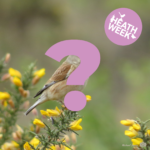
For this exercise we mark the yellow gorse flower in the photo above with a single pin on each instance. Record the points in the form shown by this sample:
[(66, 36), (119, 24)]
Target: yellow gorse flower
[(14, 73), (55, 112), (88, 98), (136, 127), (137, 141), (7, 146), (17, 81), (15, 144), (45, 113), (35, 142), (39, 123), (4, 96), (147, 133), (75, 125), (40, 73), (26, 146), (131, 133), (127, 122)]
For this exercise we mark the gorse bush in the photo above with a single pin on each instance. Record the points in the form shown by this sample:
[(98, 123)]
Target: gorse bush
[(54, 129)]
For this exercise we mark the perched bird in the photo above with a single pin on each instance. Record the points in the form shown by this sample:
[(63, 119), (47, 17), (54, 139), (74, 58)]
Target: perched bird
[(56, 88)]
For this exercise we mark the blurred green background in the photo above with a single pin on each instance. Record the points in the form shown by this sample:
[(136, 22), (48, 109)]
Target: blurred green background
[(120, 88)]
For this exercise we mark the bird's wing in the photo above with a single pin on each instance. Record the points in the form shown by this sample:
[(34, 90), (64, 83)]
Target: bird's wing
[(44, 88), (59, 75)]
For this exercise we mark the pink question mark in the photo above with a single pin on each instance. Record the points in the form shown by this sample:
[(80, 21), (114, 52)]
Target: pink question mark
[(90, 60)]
= = =
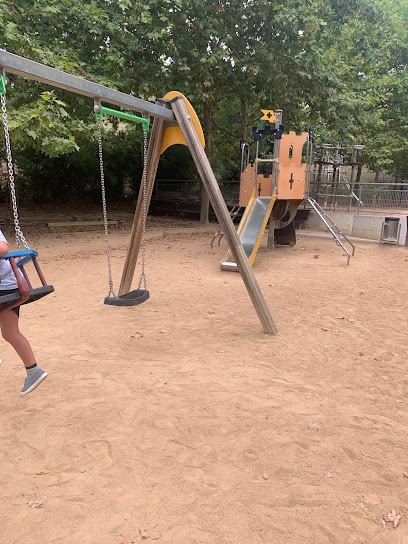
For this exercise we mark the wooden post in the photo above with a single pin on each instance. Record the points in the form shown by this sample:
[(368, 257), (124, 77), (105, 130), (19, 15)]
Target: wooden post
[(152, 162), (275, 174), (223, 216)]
= = =
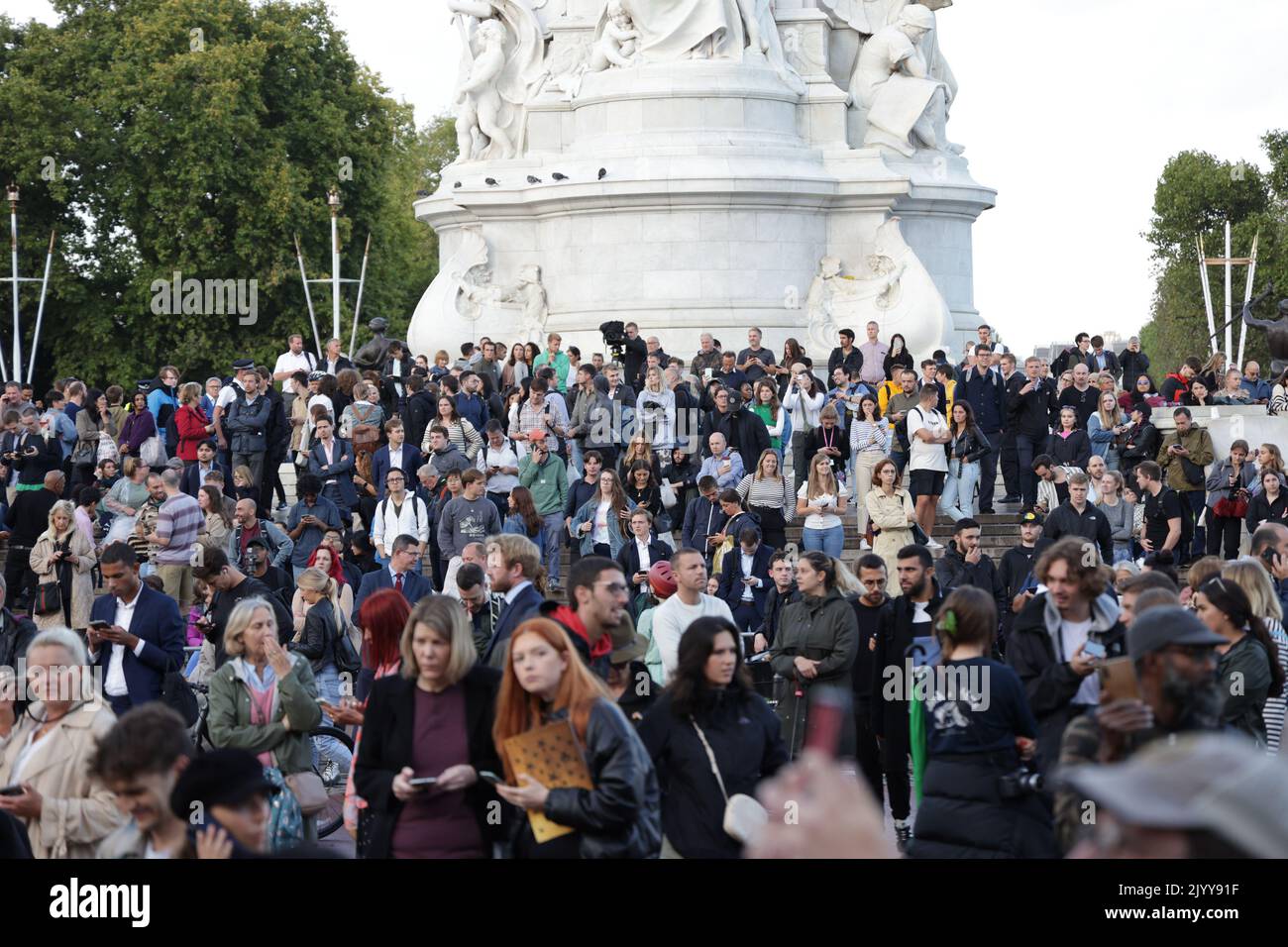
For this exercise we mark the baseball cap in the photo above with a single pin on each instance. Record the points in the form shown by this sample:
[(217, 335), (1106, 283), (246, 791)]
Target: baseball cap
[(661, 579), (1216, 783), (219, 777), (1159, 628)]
= = =
PROBLEM DESCRIPTION:
Above are the entries; copy out every line among them that contains the word "with".

ANSWER SECTION:
For this exercise we mark the yellow gorse flower in the photo above with a single pin on each instance. Record the points in the form shown by this sample:
For this exercise we mark the gorse bush in the photo above with a single pin on each instance. Record the points in the form shown by this sample:
For this exercise we mark the perched bird in the photo above with a single pin on each instance. Record the points in the form shown by this sample:
For this exercise we mark the blurred green background in the photo above with a single pin on each instance. Record the points in the form shown by this sample:
For this exercise we mark the bird's wing in the photo above with a single pin on each instance. Record the points in the form shown by this sample:
For this exercise we mark the pink question mark in the photo above with a single pin on each instance. Record the points in the form shown by this sample:
For this exercise we mark the wooden post in the photo above with a single pin on each instance. Record the points in the form shown by this sample:
For this exercise we mark the baseball cap in the photo above with a single pin on each instance. Record the points in the form shown by this sample:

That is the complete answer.